AUFGABE 1: Übersetze den folgenden Satz aus dem Quelltext ins Englische: „185 Frauen und Männer aus Vorarlberg meldeten sich bei der Opferschutzstelle seit ihrer Einrichtung 2010 mit ihren verstörenden Berichten.“
AUFGABE 2: Kopiere aus dem Quelltext alles von „Über 2000 Zöglingsakten: Die“ hinunter bis „Missbrauch in Heimen.“ ohne jede Änderung.
AUFGABE 3: Stimmen diese Aussagen mit dem Quelltext überein? (a) Die Opferschutzstelle wurde 2010 eingerichtet. (b) In Tirol meldeten sich weniger Betroffene als in Vorarlberg. (c) Der Auftrag an Michaela Ralser umfasst die Heimgeschichten von 1945 bis 1990. Antworte jeweils mit Ja oder Nein und belege die Antwort mit den entscheidenden Worten des Quelltexts als wörtliches Zitat.

QUELLTEXT:
● ● ● ● ● ● ●
10. Juli 2012 06:50; Akt.: 10.07.2012
“Für die Kinder gab es kein Entrinnen”
Über 2000 Zöglingsakten: Die Gewalt am Jagdberg im vorigen Jahrhundert ist gut dokumentiert.
von VN/Iris Burtscher - Schlins – Studie: “Dreieck der Macht” ermöglichte jahrzehntelang Missbrauch in Heimen.
Schläge, sexueller Missbrauch, Demütigungen: Hunderte Kinder wurden in Vorarlberg und Tirol bis in die 1980er Jahre Opfer von Gewalt in Landeseinrichtungen. 185 Frauen und Männer aus Vorarlberg meldeten sich bei der Opferschutzstelle seit ihrer Einrichtung 2010 mit ihren verstörenden Berichten. 285 waren es in Tirol. Zumindest eine Folge war, dass die Bundesländer Vorarlberg und Tirol die Erziehungswissenschaftlerin Michaela Ralser an der Uni Innsbruck beauftragen, die Heimgeschichten von 1945 bis 1990 aufzuarbeiten. Gemeinsam, weil viele Tiroler Buben am Jagdberg, Vorarlberger Mädchen wiederum in St. Martin in Schwaz untergebracht waren. In den letzten Monaten trug Ralser mit ihrem Team die nötigen Akten zusammen, und das sind viele: Tausende Mündel-, Kranken-, Heim- und Jugendwohlfahrtsakten konnten ausgehoben werden. Mit dieser Vorstudie kann jetzt auch die Frage beantwortet werden, ob eine historische Aufarbeitung möglich wäre, eindeutig mit Ja beantwortet werden.“Fürsorgeerziehungsregime”
● ● ● ● ● ● ●
DATENTEIL:
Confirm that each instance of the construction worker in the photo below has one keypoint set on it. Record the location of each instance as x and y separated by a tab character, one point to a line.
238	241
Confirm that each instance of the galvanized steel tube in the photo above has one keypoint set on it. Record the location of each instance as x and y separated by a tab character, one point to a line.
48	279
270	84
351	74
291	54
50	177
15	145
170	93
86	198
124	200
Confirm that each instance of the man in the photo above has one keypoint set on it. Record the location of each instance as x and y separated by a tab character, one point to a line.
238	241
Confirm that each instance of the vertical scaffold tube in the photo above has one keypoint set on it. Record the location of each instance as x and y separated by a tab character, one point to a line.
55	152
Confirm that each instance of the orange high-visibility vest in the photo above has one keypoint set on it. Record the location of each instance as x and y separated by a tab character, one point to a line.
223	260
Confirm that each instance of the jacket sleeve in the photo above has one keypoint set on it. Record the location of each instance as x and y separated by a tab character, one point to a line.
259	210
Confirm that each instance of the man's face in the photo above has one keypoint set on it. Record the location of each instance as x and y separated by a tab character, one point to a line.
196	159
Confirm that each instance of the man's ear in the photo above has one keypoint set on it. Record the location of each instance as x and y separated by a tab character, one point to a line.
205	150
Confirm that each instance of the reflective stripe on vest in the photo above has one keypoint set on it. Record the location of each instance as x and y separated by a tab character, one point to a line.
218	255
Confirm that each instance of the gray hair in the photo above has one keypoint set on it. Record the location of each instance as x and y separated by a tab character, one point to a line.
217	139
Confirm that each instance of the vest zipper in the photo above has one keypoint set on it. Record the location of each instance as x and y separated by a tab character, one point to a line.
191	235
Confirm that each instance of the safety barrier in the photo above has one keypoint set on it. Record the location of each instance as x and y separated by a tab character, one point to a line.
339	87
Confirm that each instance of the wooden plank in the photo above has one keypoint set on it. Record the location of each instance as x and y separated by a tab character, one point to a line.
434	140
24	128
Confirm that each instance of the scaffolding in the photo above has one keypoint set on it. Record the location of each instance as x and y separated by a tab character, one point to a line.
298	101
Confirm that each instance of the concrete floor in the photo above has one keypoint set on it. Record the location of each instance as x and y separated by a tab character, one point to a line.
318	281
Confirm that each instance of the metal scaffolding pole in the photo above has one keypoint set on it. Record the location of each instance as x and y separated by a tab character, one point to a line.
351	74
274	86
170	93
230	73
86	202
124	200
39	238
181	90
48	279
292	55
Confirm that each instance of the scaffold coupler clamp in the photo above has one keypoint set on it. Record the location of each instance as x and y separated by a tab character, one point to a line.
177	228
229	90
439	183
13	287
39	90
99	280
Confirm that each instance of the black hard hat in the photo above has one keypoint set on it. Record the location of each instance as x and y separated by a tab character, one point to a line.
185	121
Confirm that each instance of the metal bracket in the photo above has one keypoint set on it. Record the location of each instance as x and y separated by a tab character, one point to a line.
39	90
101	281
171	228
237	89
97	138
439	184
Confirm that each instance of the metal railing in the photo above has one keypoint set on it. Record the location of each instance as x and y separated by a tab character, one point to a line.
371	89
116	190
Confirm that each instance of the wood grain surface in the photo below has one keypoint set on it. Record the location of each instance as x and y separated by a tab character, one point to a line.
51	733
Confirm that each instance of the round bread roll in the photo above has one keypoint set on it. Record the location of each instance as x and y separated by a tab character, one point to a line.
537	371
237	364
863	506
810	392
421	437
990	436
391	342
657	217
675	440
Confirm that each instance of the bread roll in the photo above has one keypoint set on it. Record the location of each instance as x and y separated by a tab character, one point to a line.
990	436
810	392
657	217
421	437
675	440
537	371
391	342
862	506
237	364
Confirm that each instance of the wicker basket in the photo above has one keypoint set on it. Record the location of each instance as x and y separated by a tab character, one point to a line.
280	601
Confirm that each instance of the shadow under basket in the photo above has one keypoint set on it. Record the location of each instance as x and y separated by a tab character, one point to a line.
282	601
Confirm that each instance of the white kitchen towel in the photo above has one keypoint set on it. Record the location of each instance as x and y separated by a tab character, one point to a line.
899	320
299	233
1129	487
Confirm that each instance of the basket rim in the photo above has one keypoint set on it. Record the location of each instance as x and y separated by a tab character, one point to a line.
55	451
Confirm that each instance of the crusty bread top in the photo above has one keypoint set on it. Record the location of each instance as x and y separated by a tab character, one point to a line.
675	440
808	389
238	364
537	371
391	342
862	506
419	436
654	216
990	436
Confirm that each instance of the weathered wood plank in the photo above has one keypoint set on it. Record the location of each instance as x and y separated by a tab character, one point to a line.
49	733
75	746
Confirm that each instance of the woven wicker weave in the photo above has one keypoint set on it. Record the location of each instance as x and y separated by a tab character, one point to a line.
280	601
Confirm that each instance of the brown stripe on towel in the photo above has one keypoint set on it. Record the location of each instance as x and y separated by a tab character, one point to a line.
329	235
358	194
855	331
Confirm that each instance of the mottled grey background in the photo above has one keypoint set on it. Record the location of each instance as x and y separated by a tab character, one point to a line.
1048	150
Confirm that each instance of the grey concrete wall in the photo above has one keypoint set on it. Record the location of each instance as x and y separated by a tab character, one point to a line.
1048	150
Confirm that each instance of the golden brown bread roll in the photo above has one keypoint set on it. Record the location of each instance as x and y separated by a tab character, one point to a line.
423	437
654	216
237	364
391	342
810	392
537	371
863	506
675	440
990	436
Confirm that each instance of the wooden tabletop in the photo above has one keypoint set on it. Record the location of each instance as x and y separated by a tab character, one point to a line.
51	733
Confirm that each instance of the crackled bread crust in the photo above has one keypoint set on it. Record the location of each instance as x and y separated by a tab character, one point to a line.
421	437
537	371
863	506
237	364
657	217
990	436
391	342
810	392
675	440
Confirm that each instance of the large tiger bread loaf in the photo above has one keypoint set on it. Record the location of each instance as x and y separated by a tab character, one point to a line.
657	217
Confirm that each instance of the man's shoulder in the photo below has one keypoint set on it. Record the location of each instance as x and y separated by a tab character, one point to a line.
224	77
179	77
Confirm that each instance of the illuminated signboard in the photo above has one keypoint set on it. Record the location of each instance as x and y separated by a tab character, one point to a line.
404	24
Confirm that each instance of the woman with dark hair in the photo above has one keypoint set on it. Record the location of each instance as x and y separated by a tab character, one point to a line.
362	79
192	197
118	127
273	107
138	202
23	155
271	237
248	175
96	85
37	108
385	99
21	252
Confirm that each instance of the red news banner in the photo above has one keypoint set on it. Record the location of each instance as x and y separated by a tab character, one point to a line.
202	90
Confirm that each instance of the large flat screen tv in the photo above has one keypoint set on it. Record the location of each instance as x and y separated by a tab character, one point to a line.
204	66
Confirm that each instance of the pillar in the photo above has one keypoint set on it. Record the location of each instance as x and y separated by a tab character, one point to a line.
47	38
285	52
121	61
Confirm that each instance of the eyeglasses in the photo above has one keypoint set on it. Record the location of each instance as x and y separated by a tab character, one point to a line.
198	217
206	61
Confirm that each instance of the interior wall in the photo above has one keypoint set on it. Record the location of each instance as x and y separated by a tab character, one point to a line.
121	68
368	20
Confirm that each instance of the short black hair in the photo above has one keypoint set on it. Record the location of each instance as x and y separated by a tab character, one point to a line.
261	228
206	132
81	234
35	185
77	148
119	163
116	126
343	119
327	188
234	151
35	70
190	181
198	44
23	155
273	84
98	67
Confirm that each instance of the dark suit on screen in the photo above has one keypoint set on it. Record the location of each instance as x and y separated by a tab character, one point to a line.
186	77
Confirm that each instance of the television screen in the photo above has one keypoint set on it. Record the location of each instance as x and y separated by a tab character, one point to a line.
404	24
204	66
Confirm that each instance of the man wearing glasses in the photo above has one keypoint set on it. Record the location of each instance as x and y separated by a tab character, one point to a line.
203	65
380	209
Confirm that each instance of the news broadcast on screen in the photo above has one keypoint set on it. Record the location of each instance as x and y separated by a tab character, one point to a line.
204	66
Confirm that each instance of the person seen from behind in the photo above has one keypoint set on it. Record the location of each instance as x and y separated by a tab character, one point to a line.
● ● ● ● ● ● ●
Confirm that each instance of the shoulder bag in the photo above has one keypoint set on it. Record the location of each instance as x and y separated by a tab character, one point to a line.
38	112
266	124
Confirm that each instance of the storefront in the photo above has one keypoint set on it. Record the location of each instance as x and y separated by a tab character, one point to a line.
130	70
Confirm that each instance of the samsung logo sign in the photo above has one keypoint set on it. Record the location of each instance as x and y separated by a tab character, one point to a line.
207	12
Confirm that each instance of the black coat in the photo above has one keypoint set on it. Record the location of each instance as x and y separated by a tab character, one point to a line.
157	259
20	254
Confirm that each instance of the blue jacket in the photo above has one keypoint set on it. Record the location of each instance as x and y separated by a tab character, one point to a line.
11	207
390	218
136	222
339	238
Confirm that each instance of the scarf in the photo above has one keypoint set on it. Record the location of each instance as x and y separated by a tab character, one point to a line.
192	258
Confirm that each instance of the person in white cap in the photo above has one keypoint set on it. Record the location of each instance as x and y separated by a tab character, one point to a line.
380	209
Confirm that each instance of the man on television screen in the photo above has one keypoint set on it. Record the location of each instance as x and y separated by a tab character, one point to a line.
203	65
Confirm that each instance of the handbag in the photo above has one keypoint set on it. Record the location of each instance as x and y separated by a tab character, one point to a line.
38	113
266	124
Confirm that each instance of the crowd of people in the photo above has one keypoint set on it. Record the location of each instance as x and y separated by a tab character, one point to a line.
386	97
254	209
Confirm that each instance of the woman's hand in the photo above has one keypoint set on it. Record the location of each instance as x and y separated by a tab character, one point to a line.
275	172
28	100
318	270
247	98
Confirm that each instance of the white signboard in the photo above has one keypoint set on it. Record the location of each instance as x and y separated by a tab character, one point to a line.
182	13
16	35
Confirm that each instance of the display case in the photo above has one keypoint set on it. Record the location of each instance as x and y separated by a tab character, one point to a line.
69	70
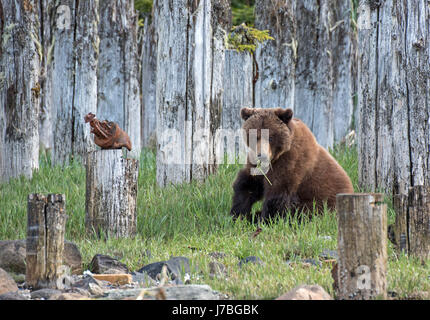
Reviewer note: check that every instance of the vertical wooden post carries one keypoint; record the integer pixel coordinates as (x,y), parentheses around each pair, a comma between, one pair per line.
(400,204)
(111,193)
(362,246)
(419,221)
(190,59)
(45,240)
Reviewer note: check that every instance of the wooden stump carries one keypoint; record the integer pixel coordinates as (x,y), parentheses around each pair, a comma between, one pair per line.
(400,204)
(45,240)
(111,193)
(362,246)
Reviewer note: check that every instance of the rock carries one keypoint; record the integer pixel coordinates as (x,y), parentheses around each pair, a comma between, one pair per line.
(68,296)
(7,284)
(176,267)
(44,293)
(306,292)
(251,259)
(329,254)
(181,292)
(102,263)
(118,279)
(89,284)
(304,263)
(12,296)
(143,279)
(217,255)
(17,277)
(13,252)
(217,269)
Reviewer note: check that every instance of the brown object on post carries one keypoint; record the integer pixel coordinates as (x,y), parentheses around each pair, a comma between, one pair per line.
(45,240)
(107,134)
● ● ● ● ● ● ●
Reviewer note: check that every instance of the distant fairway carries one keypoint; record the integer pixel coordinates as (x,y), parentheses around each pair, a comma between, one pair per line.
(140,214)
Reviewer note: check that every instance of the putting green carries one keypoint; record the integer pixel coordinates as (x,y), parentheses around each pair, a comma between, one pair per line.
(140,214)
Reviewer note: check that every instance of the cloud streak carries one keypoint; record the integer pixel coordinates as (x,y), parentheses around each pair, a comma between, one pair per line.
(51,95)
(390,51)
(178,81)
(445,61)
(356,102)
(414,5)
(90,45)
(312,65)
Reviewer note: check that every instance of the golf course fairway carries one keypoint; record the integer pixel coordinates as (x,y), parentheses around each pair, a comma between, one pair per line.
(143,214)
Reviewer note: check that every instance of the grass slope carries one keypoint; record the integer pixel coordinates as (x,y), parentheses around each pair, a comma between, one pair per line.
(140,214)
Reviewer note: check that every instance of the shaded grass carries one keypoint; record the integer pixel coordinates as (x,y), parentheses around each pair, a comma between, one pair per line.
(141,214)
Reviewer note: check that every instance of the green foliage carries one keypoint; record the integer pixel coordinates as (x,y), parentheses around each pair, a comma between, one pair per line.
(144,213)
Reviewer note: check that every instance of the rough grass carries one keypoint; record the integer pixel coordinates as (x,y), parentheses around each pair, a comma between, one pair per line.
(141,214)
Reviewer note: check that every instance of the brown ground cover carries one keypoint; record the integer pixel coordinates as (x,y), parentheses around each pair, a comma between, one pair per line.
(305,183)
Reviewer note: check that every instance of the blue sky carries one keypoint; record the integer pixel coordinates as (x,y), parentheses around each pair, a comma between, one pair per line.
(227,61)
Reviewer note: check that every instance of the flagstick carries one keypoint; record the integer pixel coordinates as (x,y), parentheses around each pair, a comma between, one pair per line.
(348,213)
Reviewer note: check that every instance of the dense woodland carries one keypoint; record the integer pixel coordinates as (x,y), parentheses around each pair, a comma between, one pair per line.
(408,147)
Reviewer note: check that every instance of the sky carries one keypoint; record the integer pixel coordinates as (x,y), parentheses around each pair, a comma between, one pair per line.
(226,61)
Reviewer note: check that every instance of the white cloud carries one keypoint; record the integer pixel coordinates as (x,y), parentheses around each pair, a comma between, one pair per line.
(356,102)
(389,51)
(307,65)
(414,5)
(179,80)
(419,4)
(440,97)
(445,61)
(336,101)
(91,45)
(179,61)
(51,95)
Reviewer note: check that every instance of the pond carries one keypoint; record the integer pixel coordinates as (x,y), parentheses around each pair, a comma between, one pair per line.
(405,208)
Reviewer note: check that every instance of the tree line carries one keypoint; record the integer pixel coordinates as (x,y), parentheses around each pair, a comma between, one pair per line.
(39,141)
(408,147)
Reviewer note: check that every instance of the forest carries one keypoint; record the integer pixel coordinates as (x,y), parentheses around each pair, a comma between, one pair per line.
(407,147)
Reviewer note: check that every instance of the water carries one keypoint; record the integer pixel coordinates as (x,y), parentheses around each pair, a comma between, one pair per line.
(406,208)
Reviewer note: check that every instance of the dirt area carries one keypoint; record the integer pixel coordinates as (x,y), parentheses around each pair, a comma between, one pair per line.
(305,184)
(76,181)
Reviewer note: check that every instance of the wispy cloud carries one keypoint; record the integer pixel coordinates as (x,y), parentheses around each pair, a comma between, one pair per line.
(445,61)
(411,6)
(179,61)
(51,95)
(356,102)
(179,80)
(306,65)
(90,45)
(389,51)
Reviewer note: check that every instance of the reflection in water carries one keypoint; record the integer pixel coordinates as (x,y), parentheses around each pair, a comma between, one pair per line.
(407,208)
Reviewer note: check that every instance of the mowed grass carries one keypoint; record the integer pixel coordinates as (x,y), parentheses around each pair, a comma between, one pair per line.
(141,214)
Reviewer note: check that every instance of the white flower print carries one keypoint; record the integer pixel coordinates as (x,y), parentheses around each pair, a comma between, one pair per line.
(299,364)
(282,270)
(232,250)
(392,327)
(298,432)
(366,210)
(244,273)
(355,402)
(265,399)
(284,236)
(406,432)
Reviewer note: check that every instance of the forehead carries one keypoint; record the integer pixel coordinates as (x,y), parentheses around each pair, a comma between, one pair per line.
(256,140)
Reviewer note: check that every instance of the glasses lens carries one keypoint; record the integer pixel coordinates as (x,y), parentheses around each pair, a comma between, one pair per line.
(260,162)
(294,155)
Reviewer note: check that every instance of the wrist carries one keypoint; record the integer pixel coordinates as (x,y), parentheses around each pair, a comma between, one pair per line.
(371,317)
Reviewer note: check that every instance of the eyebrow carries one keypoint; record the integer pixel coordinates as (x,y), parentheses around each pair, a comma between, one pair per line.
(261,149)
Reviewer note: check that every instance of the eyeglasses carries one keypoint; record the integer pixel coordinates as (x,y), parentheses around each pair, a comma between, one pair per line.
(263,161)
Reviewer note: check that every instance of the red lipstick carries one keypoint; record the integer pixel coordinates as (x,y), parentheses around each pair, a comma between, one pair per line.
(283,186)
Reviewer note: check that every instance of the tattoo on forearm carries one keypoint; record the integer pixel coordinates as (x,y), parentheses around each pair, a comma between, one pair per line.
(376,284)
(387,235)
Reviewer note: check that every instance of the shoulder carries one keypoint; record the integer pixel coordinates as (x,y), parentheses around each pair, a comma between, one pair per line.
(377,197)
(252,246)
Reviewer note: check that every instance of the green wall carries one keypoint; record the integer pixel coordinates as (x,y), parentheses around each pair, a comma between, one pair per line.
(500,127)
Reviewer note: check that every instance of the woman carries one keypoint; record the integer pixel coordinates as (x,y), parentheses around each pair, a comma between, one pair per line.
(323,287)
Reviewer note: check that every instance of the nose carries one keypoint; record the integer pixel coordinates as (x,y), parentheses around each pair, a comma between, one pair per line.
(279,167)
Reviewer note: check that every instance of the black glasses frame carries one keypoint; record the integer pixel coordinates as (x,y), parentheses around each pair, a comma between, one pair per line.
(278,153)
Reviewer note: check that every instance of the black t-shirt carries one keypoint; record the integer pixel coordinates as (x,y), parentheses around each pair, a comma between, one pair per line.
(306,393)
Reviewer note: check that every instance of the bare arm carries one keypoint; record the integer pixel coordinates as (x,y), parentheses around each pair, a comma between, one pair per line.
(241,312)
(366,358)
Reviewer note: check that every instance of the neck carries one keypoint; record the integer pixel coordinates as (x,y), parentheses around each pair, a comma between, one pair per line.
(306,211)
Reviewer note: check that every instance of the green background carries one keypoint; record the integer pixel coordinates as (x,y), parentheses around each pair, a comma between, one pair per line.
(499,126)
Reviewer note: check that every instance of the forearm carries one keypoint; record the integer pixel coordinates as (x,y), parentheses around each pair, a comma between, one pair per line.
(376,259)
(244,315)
● ● ● ● ● ● ●
ERWARTETE LÖSUNG 1: Since it was set up in 2010, 185 women and men from Vorarlberg have come forward to the victim protection office with their disturbing accounts.

ERWARTETE LÖSUNG 2:
Über 2000 Zöglingsakten: Die Gewalt am Jagdberg im vorigen Jahrhundert ist gut dokumentiert.
von VN/Iris Burtscher - Schlins – Studie: “Dreieck der Macht” ermöglichte jahrzehntelang Missbrauch in Heimen.

ERWARTETE LÖSUNG 3:
(a) Ja: „seit ihrer Einrichtung 2010“
(b) Nein: „185 Frauen und Männer aus Vorarlberg“ und „285 waren es in Tirol“
(c) Ja: „die Heimgeschichten von 1945 bis 1990 aufzuarbeiten“